— Activity —
Print the listing exactly.

— Records to use —
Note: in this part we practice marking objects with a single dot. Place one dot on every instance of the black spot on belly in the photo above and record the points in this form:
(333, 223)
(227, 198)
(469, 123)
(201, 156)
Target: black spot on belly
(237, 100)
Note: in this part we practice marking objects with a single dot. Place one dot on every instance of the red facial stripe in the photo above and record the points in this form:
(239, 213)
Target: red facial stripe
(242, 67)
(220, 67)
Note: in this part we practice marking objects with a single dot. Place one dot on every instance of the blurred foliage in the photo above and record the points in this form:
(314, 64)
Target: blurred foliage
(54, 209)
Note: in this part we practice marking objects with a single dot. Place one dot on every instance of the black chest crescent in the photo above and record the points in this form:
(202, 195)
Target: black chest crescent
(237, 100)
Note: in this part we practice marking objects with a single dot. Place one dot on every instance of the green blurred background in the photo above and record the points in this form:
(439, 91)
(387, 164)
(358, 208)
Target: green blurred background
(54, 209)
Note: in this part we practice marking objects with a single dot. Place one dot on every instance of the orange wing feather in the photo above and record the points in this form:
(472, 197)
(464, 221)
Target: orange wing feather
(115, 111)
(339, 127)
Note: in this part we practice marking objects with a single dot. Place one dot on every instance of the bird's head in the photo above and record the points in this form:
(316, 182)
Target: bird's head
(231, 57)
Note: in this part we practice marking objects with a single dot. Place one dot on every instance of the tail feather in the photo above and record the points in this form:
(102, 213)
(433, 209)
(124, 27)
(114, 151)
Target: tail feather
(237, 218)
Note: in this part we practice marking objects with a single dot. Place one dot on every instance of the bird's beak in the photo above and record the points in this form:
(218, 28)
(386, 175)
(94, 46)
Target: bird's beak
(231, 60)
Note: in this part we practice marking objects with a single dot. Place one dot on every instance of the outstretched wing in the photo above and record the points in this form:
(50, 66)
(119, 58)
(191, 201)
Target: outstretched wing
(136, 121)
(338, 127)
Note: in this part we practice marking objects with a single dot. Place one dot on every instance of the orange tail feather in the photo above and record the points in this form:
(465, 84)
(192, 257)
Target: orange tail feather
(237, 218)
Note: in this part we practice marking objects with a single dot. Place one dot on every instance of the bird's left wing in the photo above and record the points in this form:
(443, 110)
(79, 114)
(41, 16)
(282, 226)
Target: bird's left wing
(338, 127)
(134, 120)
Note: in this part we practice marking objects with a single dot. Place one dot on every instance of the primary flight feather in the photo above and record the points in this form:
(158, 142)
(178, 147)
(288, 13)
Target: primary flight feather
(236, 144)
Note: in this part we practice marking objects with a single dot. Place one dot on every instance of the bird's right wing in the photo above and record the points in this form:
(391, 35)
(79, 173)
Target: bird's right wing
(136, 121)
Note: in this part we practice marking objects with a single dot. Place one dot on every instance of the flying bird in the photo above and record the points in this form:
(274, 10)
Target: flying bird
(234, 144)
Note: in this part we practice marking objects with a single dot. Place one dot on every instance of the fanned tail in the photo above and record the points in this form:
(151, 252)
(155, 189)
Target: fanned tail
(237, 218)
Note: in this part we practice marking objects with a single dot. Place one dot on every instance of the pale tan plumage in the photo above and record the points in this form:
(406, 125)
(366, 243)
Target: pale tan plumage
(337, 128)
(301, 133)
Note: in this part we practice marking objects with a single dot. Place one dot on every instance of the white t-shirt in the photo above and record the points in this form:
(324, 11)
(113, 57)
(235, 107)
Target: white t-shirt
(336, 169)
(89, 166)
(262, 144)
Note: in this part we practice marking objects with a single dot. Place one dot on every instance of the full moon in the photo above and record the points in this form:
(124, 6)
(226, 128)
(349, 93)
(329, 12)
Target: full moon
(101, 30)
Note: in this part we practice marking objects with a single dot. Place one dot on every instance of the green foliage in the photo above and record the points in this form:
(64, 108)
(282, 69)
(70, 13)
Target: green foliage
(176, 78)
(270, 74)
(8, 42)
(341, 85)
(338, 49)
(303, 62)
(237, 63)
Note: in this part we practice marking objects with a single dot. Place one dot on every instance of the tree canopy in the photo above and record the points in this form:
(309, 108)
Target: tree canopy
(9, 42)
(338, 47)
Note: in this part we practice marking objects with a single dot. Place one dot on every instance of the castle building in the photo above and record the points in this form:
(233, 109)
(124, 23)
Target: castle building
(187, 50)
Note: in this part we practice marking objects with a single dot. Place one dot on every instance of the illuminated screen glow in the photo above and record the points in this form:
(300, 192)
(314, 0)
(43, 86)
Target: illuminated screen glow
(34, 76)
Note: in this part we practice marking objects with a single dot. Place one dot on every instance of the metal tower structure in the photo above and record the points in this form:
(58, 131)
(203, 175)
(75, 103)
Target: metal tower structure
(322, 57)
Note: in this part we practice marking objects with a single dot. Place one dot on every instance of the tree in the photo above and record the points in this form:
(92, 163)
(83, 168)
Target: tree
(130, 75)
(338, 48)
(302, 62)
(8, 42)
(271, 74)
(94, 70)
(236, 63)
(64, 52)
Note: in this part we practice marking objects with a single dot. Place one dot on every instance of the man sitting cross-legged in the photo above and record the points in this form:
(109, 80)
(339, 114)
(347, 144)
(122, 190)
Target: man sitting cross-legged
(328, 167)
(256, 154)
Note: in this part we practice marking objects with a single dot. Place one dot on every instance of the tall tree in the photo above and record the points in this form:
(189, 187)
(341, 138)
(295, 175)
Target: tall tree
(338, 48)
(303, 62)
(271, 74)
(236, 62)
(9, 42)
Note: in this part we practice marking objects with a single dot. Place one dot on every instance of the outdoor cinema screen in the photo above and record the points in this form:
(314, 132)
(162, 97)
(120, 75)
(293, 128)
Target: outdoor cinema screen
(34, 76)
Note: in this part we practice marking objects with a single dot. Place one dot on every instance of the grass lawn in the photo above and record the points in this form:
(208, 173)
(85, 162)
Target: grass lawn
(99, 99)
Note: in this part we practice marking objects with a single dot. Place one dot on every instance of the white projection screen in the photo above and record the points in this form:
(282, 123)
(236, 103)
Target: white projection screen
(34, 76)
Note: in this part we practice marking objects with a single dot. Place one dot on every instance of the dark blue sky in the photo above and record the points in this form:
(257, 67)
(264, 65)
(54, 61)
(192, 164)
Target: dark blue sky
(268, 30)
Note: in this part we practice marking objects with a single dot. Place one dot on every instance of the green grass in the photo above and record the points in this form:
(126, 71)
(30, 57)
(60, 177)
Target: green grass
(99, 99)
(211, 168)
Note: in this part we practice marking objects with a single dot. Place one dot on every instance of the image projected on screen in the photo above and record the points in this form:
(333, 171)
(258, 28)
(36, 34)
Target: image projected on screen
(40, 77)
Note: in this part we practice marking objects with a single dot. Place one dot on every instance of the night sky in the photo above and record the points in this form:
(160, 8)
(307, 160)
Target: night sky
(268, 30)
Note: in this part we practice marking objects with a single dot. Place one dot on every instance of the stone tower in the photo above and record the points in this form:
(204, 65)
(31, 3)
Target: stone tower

— Answer —
Note: in this part we practice marking objects with a single dot. Place one dot on every instance of the black spot on belly in the photo above and record the points in this form:
(333, 223)
(227, 198)
(469, 123)
(201, 156)
Target: black spot on belly
(237, 100)
Note: in this part we practice marking objects with a single dot. Place one dot on every instance of the red facial stripe in the photo above and record the points in this form:
(239, 213)
Target: red facial stripe
(242, 67)
(220, 67)
Note: in this part we practice marking objects with a single dot. Place one dot on every instance of the blurred foliage in the photo above and record the points in this form:
(314, 64)
Target: blurred foliage
(54, 209)
Note: in this part we practice marking objects with a single dot. Place one dot on every instance of the black chest crescent in the photo above and record the points in this form:
(202, 195)
Target: black chest crescent
(237, 100)
Note: in this part we practice marking objects with a single dot. Place one dot on every instance of the green blurred background in the photo above and record the points in this form:
(439, 91)
(387, 164)
(358, 208)
Target: green blurred background
(54, 209)
Note: in this part we practice marking objects with a single dot. Place one dot on every instance of the orange wing feather in the photo above and record the points in this form:
(472, 197)
(464, 221)
Target: orange wing feather
(115, 111)
(339, 127)
Note: in this part we practice marking objects with a single dot. Place one dot on every instance of the bird's head in the photo above and record the points in this form:
(316, 182)
Target: bird's head
(231, 57)
Note: in this part we practice marking objects with a single dot. Place one dot on every instance of the tail feather in the photo above and record the points in this form:
(102, 213)
(433, 209)
(124, 27)
(114, 151)
Target: tail feather
(237, 218)
Note: in this part we practice marking objects with a single dot. Place one dot on every instance of the bird's beak in the photo above and record the points in this form:
(218, 28)
(386, 175)
(94, 46)
Target: bird's beak
(231, 60)
Note: in this part we practice marking objects with a single dot. Place one dot on every instance of the outstretched wing in the photo above and record the points in this form:
(50, 66)
(119, 58)
(191, 201)
Target: outstretched wing
(136, 121)
(338, 127)
Note: in this part we practice marking objects with a single dot. Place one dot on every instance of the orange tail feather in the photo above and record the points in this form:
(465, 84)
(192, 257)
Target: orange tail feather
(237, 218)
Note: in this part we practice marking objects with a single dot. Place one dot on every instance of the bird's left wing in the photo above and record the points in this form:
(443, 110)
(79, 114)
(41, 16)
(282, 226)
Target: bird's left wing
(338, 127)
(134, 120)
Note: in this part we practice marking objects with a single dot. Place one dot on every instance of the primary flight feather in the photo above and record the points in this form:
(158, 142)
(178, 147)
(288, 13)
Target: primary flight feather
(236, 144)
Note: in this part we practice marking objects with a single dot. Place one dot on every instance of the bird's right wing in the photo above and record the points in this form:
(391, 35)
(79, 173)
Target: bird's right wing
(136, 121)
Note: in this part we practice marking objects with a single dot. Place one dot on every instance of the flying bird in the photo above and record the points in this form:
(274, 10)
Target: flying bird
(234, 144)
Note: in this part we practice marking objects with a single dot. Place one dot on every instance of the fanned tail in the photo above and record the points in this form:
(151, 252)
(155, 189)
Target: fanned tail
(237, 218)
Note: in this part we practice marking objects with a single dot. Place one dot on every instance of the pale tan plumage in the photo above and record the points in this form:
(406, 125)
(366, 243)
Target: pale tan plumage
(337, 128)
(301, 133)
Note: in this part we practice marking objects with a single dot. Place one dot on every instance of the white t-shirt in the photo above and record the points in this form:
(324, 11)
(113, 57)
(235, 107)
Target: white t-shirt
(336, 169)
(89, 166)
(262, 144)
Note: in this part we practice marking objects with a single dot. Place one dot on every instance of the full moon in the photo above and record the points in this form:
(124, 6)
(226, 128)
(349, 93)
(329, 12)
Target: full moon
(101, 30)
Note: in this part we practice marking objects with a single dot. Place one dot on every instance of the green foliage in the photo above and record the points in this form:
(64, 108)
(282, 69)
(70, 13)
Target: green foliage
(176, 78)
(270, 74)
(8, 42)
(341, 85)
(338, 49)
(303, 62)
(237, 63)
Note: in this part we practice marking objects with a single dot. Place one dot on every instance of the tree canopy in the photo above and record the points in this form:
(309, 108)
Target: tree canopy
(9, 42)
(338, 47)
Note: in this part we practice marking objects with a single dot. Place one dot on every instance of the castle building in the photo above and record the points in this form:
(233, 109)
(124, 23)
Target: castle building
(187, 50)
Note: in this part we practice marking objects with a single dot. Place one dot on every instance of the illuminated screen glow in the photo above and record the points in this form:
(300, 192)
(314, 0)
(43, 86)
Target: illuminated screen glow
(34, 76)
Note: in this part we practice marking objects with a single dot. Place one dot on every instance of the metal tower structure in the photo above and record the points in this form:
(58, 131)
(203, 175)
(75, 103)
Target: metal tower structure
(322, 57)
Note: in this part we practice marking objects with a single dot. Place one dot on every instance of the tree in the photo above and record the points in this form:
(92, 163)
(83, 168)
Target: tree
(130, 75)
(338, 48)
(302, 62)
(8, 42)
(271, 74)
(94, 70)
(236, 63)
(64, 52)
Note: in this part we practice marking objects with a single dot. Place one dot on every instance of the man sitting cross-legged in the photo above and record the points in this form:
(109, 80)
(339, 114)
(347, 144)
(122, 190)
Target: man sitting cross-legged
(328, 167)
(256, 154)
Note: in this part we practice marking objects with a single dot. Place one dot on every instance of the tall tree in the photo above and record the points in this form:
(189, 187)
(341, 138)
(295, 175)
Target: tall tree
(338, 48)
(303, 62)
(271, 74)
(236, 62)
(9, 42)
Note: in this part we practice marking objects with a single dot. Place one dot on every instance of the outdoor cinema screen in the photo above and record the points in this form:
(314, 132)
(162, 97)
(120, 75)
(293, 128)
Target: outdoor cinema screen
(34, 76)
Note: in this part we practice marking objects with a single dot. Place one dot on every instance of the grass lawn in the photo above and record the points in this form:
(208, 173)
(85, 162)
Target: grass lawn
(99, 99)
Note: in this part we practice marking objects with a single dot. Place one dot on every instance of the white projection screen in the photo above and record the points in this form:
(282, 123)
(236, 103)
Target: white projection screen
(34, 76)
Note: in this part we practice marking objects with a single dot. Place one dot on every instance of the dark blue sky in the photo above and record the points in this form:
(257, 67)
(264, 65)
(54, 61)
(192, 164)
Target: dark blue sky
(268, 30)
Note: in this part we practice marking objects with a single dot. Place one dot on every instance of the green grass in the photo above and record the points in this form:
(126, 71)
(30, 57)
(60, 177)
Target: green grass
(99, 99)
(211, 168)
Note: in this part we practice marking objects with a single dot. Place one dot on every instance of the image projected on screen in the photo above and record the points in this form:
(333, 171)
(258, 28)
(36, 34)
Target: image projected on screen
(40, 77)
Note: in this part we practice marking objects with a single dot. Place one dot on every instance of the night sky in the photo above and record the points in this form:
(160, 8)
(307, 160)
Target: night sky
(268, 30)
Note: in this part we practice marking objects with a single dot. Place one dot on every instance of the stone tower in the photo above and record the points in this form:
(204, 65)
(31, 3)
Target: stone tower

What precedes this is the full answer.